> _REQUIREMENT_
According to the passage about Abouel Fotouh below, roughly what share of the vote did he receive in the 2012 presidential election?
══ PROVIDED TEXT ══
Ali told Mada Masr that Abouel Fotouh’s defense team responded to the accusation that he heads a terrorist group by asserting that he renounced membership in the outlawed Muslim Brotherhood group, in which he previously held a position on the Guidance Bureau.
Lawyers added that the Strong Egypt Party stood in opposition to the Muslim Brotherhood on several occasions, such as in 2012, when the party challenged 2012 constitutional amendments proposed by the Brotherhood, and in 2013, when it supported calls to protest former President Mohamed Morsi.
The defense team also submitted a request to view the reports documenting the accusations leveled against the former presidential candidate, but the prosecution rejected the request on the grounds that other defendants are named.
The Civil Democratic Movement (CDM), a recently formed alliance of political parties that has called for a boycott of the election, issued a statement on Thursday afternoon calling Abouel Fotouh’s arrest a step toward “a wide clash that would affect all political parties and movements, leaving no opponent outside of prison.”
Shortly before his arrest, Abouel Fotouh visited London to conduct several interviews, including one with Al Jazeera in which he criticized Sisi’s government and the electoral process, in particular the arrest of presidential contender and former Armed Forces Chief of Staff Sami Anan and the attack on the former head of Central Auditing Authority Hesham Geneina.
He told Al Jazeera in the interview, aired on February 11, that he believes Sisi personally orchestrated Anan’s exclusion from the presidential race, rather than the Armed Forces.
The Strong Egypt Party head also criticized Sisi’s mode of governance. “Either I rule you, or I kill you.” Abouel Fotouh added that he believes Sisi has no experience in governing a state, calling his first term in office “a failure not befitting Egypt.”
He emphasized that he believes the current president can only be replaced through peaceful political action and fair elections. “Ousting [Sisi] through chaos is dangerous for the nation, and I won’t be happy if the Armed Forces stages a coup,” he told Al Jazeera.
During his London visit, Abouel Fotouh, who garnered approximately 18 percent of the vote during the 2012 presidential election, reiterated these views in a Wednesday interview with the privately owned Al-Araby TV.
“Democracy has vanished, and what Sisi is doing is much more severe than what his predecessors Hosni Mubarak and Gamal Abdel Nasser did. The Sisi regime created terrorism when they increased political repression and shot at protesters.”
Abouel Fotouh was among the slew of political figures who signed a statement issued on January 28, calling on Egyptians to boycott the election and reject its results several days before the CDM issued its own call for a boycott.
On January 31, during the inauguration of the Zohr gas field, Sisi delivered an improvised address in which he said he would not allow for a repeat of the events of January 2011. “I am not a politician,” he said, “but if things continue in this way, and if people think they can undermine Egypt’s security, there will be further measures.”
═══
══ DATA EXTRACTS ══
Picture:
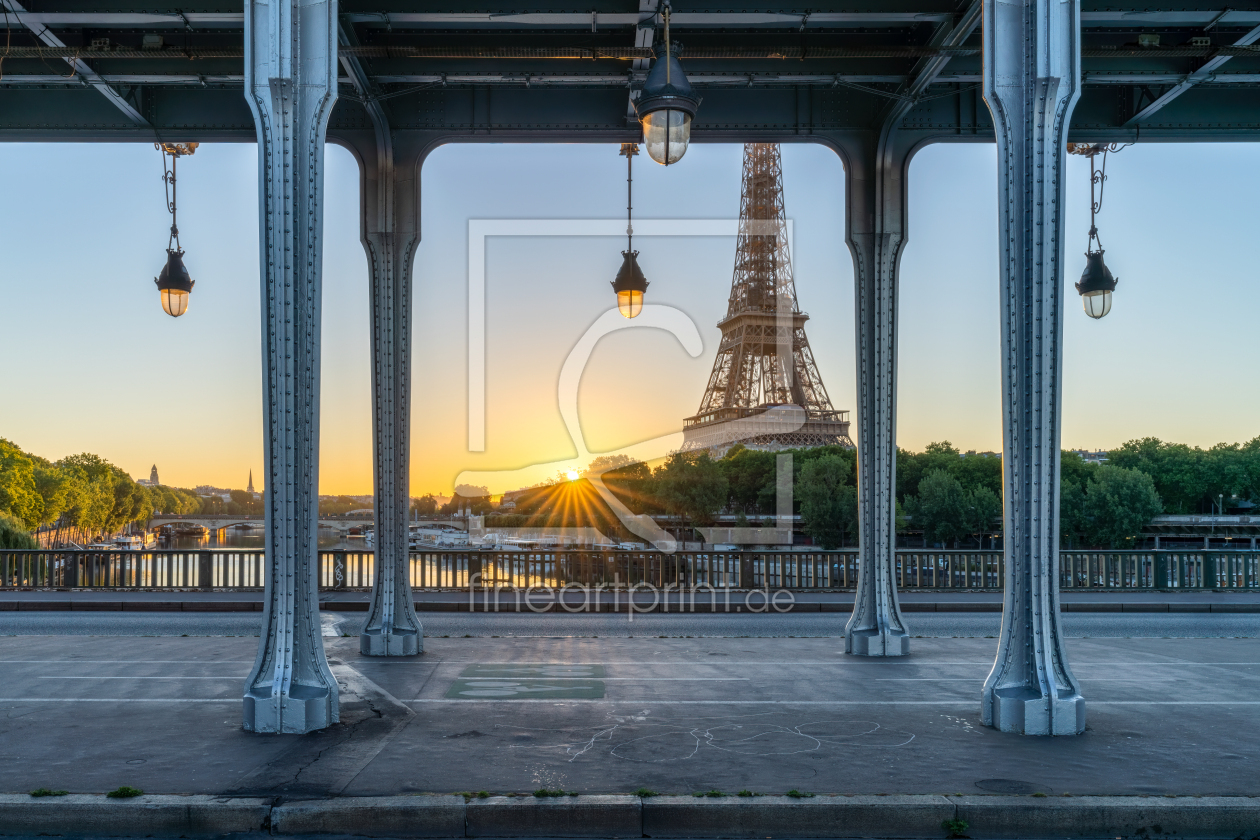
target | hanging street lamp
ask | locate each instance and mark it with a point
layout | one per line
(174, 282)
(1096, 282)
(630, 283)
(667, 105)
═══
> _WRITTEN ANSWER_
Approximately 18 percent.